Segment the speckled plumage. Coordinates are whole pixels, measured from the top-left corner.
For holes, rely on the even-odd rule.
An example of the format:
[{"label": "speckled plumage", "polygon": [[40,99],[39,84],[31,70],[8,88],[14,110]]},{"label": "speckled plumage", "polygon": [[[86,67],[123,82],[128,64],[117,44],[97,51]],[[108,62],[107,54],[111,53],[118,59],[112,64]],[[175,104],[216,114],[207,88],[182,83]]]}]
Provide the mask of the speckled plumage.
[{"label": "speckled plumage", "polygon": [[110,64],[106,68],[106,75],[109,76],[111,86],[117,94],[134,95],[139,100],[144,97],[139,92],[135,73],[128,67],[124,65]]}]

> **WHAT THE TASK REQUIRES**
Print every record above exactly as written.

> **PROBLEM SOLUTION**
Segment the speckled plumage. Coordinates are whole pixels, measured from the top-left corner.
For holes, rely on the even-odd rule.
An example of the format:
[{"label": "speckled plumage", "polygon": [[40,99],[39,84],[31,70],[8,88],[14,110]]},{"label": "speckled plumage", "polygon": [[[86,67],[123,82],[128,64],[117,44],[97,51]],[[108,62],[107,54],[111,53],[118,59],[112,64]],[[175,104],[216,114],[207,88],[182,83]]]}]
Provide the mask of the speckled plumage.
[{"label": "speckled plumage", "polygon": [[110,64],[106,68],[106,75],[109,76],[111,86],[117,94],[134,95],[139,100],[144,97],[139,92],[135,73],[128,67],[124,65]]}]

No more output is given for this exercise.